__WORK REQUEST__
Copy out the part of the Isshin-ji text below starting at "Isshin-ji (一心寺) is" and ending at "thousands of worshippers.".

__SUPPLIED TEXT__

-------------------------

Buddhist temple in Osaka, Japan

Isshin-ji (一心寺) is a Pure Land Buddhist temple in Osaka, Japan. Starting in the Meiji period, thirteen images have been formed, each incorporating the ashes of tens of thousands of devotees. The annual burial ceremony on 21 April in turn draws tens of thousands of worshippers.

==History==
Isshin-ji is said to have been founded in 1185 by Hōnen. Tokugawa Ieyasu camped at the compound in 1614–15 during the Siege of Osaka Castle and became a patron of the temple after his victory. Kobori Enshū designed the temple's tea room or chashitsu in this period called Yatsu-mado no seki (八つ窓の席). The popular Kabuki actor Ichikawa Danjūrō VIII was buried in the grounds in 1854 and from that time large numbers of urns were deposited there. By the mid-1880s there were over fifty thousand and, in part due to limitations of space, in 1887 the head priest commissioned sculptors skilled in casting to create a statue of Amida, combining the ashes with resin. Bombing during the Pacific War destroyed the temple and the six statues completed by then.

The Nōkotsudō was the first structure to be rebuilt, in 1957, in order to house the images; this was followed by the Hondō in 1966, Guest Centre (Nissōden) in 1977, and the Nenbutsu dō in 1992. The main gate, with two bronze guardian statues (Kongōrikishi), was added in 1997, and was constructed with steel, reinforced concrete, and glass. The Sanzen Butsudō of 2002, designed to resemble a church, features a large mural of Amida, Kannon, and Seishi appearing to welcome the dying. It is claimed that this painting is the largest tempera mural in the world. The hall is used for services, weddings, and as a theatre for the local experimental troupe.

-------------------------

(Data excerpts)
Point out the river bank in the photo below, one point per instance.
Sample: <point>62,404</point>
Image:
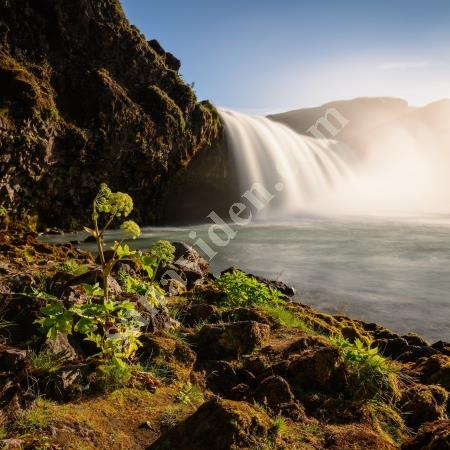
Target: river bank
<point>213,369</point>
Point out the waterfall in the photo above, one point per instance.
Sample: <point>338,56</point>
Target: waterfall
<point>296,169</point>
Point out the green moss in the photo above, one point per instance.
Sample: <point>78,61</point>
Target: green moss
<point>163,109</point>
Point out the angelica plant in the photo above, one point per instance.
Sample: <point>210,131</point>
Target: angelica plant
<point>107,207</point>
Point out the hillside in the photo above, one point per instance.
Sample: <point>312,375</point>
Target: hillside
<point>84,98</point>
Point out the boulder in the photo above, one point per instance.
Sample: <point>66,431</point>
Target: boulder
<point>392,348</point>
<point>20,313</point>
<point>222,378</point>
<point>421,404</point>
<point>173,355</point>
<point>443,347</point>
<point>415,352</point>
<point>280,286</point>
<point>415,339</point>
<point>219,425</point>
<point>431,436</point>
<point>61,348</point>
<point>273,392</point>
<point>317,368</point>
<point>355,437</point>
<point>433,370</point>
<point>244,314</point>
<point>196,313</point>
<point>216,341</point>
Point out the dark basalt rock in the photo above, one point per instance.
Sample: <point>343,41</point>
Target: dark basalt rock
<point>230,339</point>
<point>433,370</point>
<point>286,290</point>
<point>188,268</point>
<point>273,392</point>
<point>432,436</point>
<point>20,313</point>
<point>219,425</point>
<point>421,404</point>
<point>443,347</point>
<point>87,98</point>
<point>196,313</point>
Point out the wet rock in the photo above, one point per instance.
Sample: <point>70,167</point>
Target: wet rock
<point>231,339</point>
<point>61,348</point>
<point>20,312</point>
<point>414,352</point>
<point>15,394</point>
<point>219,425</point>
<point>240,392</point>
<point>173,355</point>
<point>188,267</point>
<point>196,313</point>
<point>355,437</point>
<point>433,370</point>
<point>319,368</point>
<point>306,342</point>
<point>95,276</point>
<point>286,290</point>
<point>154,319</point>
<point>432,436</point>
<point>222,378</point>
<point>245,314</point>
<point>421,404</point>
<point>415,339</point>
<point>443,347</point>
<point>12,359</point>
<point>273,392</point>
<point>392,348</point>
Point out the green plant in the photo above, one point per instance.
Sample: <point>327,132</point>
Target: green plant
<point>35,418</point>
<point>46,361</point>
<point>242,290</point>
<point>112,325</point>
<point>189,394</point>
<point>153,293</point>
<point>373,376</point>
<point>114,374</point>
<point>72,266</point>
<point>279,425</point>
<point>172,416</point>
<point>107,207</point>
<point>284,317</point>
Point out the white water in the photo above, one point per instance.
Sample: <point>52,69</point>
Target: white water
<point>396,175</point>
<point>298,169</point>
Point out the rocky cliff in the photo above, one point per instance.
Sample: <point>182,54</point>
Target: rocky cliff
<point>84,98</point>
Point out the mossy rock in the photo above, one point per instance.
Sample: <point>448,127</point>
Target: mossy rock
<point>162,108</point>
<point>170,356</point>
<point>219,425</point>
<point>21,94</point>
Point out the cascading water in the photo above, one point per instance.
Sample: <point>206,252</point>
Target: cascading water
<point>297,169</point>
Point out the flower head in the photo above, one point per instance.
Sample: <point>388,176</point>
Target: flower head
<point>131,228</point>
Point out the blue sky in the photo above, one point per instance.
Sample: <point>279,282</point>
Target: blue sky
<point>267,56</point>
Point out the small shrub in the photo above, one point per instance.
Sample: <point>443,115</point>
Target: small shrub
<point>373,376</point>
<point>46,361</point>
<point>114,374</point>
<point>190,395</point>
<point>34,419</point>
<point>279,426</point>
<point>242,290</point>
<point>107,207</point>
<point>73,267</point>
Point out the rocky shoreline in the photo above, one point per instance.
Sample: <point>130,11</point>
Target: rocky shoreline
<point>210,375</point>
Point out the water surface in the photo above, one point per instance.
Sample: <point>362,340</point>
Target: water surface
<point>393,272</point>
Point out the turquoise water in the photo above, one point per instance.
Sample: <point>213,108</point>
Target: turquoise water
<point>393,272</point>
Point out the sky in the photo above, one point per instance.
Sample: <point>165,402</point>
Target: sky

-------------------------

__COMPLETED EXERCISE__
Isshin-ji (一心寺) is a Pure Land Buddhist temple in Osaka, Japan. Starting in the Meiji period, thirteen images have been formed, each incorporating the ashes of tens of thousands of devotees. The annual burial ceremony on 21 April in turn draws tens of thousands of worshippers.